**ABOUT THIS TASK:**
After finding the line containing "Target: jean waistband" below, please output that line and each following one through the line containing "Target: flag red stripe", exactly as written.
════════════════
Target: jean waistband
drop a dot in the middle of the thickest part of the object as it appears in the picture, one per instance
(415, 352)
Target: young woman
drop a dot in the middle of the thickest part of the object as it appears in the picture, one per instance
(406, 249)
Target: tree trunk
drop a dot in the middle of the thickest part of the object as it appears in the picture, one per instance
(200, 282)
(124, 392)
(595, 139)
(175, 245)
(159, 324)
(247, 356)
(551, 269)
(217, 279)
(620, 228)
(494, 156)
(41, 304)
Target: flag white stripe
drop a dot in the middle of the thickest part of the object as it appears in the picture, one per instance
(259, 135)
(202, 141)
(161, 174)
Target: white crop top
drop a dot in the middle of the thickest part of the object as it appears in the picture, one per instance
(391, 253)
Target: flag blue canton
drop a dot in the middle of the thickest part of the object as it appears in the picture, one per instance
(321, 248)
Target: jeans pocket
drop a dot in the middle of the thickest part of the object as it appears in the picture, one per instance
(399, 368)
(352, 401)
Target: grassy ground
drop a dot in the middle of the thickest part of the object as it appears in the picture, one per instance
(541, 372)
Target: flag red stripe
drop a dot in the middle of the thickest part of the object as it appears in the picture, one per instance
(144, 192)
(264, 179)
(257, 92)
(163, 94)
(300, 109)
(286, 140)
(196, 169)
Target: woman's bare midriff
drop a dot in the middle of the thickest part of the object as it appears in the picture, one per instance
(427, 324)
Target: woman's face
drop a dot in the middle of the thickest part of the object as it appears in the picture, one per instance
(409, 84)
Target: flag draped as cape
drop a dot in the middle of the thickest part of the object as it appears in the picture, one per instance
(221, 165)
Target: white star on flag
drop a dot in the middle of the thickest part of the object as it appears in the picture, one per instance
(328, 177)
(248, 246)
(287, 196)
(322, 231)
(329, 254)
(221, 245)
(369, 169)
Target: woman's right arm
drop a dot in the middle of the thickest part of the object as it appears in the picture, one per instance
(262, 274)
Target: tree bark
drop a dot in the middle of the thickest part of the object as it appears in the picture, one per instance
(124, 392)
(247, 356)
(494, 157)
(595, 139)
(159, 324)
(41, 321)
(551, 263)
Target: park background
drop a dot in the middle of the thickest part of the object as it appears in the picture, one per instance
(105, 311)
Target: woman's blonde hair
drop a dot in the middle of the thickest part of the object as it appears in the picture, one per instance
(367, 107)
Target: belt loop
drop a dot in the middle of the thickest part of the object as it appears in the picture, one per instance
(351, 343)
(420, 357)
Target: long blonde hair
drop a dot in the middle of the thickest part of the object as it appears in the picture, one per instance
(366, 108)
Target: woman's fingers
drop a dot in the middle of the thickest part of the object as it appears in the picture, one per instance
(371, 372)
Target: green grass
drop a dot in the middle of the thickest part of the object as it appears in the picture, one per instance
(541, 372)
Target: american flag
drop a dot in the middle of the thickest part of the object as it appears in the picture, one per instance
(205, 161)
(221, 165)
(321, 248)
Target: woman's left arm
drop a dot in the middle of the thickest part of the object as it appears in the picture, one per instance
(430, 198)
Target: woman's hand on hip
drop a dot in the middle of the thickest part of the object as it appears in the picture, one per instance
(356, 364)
════════════════
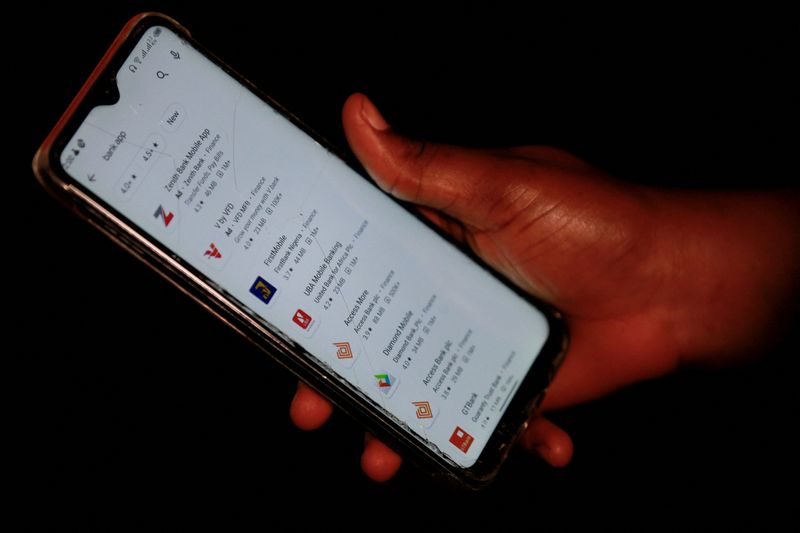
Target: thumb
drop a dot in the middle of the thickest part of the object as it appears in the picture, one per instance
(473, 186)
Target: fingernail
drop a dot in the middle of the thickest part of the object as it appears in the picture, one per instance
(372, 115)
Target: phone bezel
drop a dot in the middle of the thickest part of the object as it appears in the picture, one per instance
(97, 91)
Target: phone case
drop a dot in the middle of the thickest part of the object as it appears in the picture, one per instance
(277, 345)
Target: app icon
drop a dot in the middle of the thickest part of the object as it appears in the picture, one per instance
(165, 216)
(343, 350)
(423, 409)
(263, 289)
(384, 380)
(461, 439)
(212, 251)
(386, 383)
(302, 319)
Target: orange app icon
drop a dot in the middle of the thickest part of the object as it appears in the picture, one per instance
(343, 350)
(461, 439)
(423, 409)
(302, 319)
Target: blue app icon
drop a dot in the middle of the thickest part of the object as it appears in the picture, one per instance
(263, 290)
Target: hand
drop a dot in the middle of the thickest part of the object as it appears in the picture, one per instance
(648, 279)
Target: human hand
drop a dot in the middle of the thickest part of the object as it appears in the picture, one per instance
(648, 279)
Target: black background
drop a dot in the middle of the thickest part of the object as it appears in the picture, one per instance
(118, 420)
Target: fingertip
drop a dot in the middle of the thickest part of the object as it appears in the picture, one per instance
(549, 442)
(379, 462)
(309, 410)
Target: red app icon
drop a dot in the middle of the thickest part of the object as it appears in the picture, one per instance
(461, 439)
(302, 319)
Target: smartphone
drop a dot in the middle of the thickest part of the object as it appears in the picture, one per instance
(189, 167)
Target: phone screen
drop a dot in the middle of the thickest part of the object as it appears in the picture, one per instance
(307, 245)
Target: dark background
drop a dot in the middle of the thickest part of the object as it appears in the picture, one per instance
════════════════
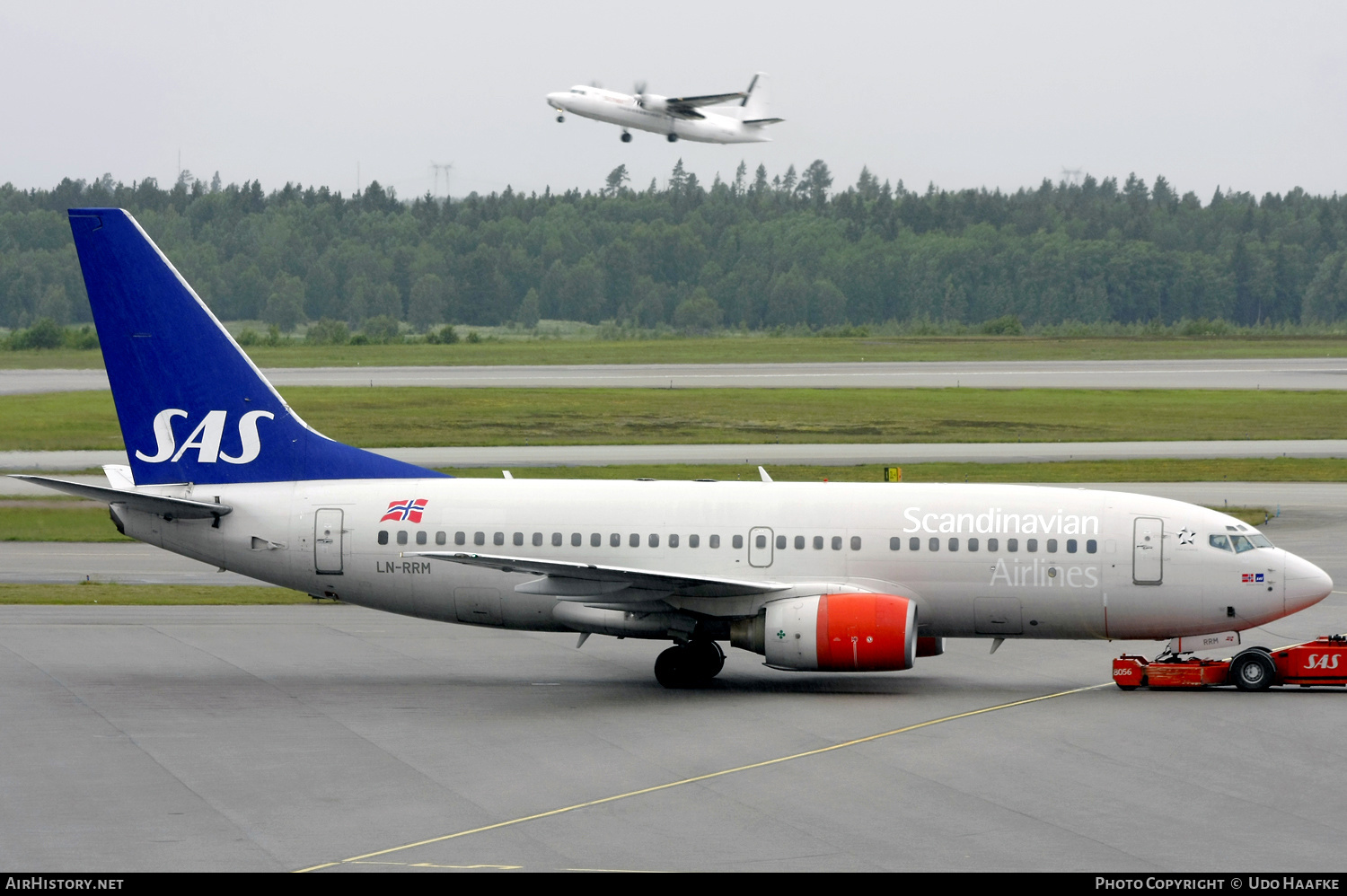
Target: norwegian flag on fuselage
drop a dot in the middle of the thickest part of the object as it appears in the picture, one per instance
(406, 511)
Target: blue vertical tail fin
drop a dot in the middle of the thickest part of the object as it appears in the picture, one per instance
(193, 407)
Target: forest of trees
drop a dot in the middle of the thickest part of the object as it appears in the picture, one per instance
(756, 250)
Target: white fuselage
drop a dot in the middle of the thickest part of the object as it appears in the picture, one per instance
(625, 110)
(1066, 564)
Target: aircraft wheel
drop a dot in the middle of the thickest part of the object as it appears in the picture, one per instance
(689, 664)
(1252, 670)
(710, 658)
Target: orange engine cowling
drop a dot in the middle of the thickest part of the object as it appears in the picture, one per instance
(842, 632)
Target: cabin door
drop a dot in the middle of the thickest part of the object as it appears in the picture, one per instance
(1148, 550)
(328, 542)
════════════════
**RESULT FOR THIS EXERCISE:**
Target: jean waistband
drop a dot in the middle of the thickest part of the object as it appears in the picture, one per instance
(415, 352)
Target: young woman
drop a dot in the middle of the thickest part of the object as it appears in the picture, one per instance
(406, 249)
Target: tree trunk
drop a dot in the middle of the thickest part of the object as it appears in the picture, one per instance
(200, 282)
(124, 392)
(595, 139)
(175, 245)
(159, 324)
(247, 356)
(551, 269)
(217, 279)
(620, 228)
(494, 156)
(41, 304)
Target: flag white stripe
drop a dot in the middle of the thickest part of the object as it appears in the picture, one per instance
(259, 135)
(202, 141)
(161, 174)
Target: white crop top
drop a dot in the middle of the thickest part of the object as it appears in the picture, one per instance
(391, 253)
Target: flag blue canton
drop a dot in the middle of the thickest part of the object as it appears in the picture, one per instance
(321, 248)
Target: jeans pocket
drop a dot in the middle of the thickest part of the object as it appears in the picture, one per instance
(399, 368)
(352, 401)
Target: grassy ground
drop a dot in the middle of the thickest part of the object as it appears in the picture, one per instance
(541, 372)
Target: flag red stripe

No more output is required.